→ **Problems to work on**
1 - According to the passage on U.S. debt, which major economies have a higher debt to GDP ratio than the US?
2 - Extend the passage on U.S. debt, picking up after its final sentence.

→ **Supplied passage**
□ □ □ □ □

That leaves but a few major economies with a higher debt to GDP ratio than the US maintains - Italy, Greece, and Japan. The US will overtake Italy soon. At least Japan has a reason - terrible tsunamis and earthquakes, and a nuclear disaster that decimated the small island nation that has also suffered a long-lasting recession since the 1990s.
That really leaves just Greece, with some incredible bouts of economic ineptitude, and the U.S. as the nations without reasons to run such excessive spending. We will seek opportunities to share the misery where we can find it, I guess. You certainly don't hear us criticizing Greece anymore like we did constantly just a dozen years ago.
This country has become addicted to a Congress willing to spend too much to buy off one generation at the expense of those who follow. It is a tragedy that no household would be permitted, at least without the collateral to back up such proliferate borrowing. Economists would feel a little bit better if the U.S. had been making the investments necessary to ensure our kids would have the capacity and public infrastructure to pay back such borrowing. What would be even better is some sort of a plan to fix the problem. Here some talk a big game, but nobody had articulated a sincere and realistic set of policies that would fix a severe problem that accelerated dramatically in 2017 and abated only a little following the 2020 election.

□ □ □ □ □

→ **Dataset lines**
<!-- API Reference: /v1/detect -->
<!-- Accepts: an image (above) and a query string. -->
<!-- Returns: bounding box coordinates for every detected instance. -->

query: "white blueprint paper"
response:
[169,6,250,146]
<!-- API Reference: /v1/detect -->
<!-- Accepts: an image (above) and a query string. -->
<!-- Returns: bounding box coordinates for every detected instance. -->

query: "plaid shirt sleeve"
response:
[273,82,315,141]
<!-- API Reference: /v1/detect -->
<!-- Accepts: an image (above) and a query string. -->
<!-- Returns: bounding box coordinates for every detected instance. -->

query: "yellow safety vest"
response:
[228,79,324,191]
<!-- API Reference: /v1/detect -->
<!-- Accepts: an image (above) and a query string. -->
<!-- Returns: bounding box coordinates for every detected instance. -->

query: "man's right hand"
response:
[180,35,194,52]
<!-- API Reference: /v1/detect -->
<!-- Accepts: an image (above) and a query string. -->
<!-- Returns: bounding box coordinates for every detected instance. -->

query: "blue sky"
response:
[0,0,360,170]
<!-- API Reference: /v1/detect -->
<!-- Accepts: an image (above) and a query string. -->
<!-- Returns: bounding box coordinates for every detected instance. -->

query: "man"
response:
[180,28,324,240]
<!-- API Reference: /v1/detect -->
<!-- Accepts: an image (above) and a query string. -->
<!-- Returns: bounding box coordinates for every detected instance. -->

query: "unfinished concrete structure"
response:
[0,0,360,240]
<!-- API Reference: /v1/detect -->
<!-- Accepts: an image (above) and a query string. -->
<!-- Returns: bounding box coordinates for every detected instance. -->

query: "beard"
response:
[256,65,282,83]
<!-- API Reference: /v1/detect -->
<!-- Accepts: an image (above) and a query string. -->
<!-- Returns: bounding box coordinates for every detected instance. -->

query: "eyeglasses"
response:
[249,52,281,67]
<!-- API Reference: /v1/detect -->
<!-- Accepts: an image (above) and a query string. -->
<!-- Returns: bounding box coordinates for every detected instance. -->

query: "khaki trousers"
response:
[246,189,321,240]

□ □ □ □ □

→ **Answers to the exercise**
1 - Italy, Greece, and Japan.

2 -
That excess spending from 2017 to 2020 amounted to about $16,000 of excessive government borrowing every year for every household in America. That is $16,000 of borrowing, year after year, now at a rate of interest hovering around 3.3% on average. We are now paying about $1.3 trillion in new debt from interest alone every year. In a few years our interest payments will surpass healthcare costs (medicare mostly) and national defense to become the second largest spending category, exceeded only by spending on that third rail of politics, social security. Should there be social security reform, as some imply but none have the courage to state, interest payments on past debt will emerge as the largest category of government spending. We can cut wherever we want but we can't do much about paying our treasury bond obligations.
Nor are we probably prepared to cut social security significantly, or national defense or healthcare costs. It appears the excessive debt train has left the station and we have reached a tipping point where we must pile on more debt to pay the interest on debt we piled on in the past. The sum total of every other category of government spending represents only a little over $2 trillion in spending, about a third of the budget. Good luck Elon and Vivek in saving his promised two trillion there. It would require closing just about every federal government branch, including border security, the Congress and Supreme Court. Let's discuss more of Elon a bit later.
The hole is getting deeper and deeper, but we keep on digging. I wish I were confident that things will soon improve.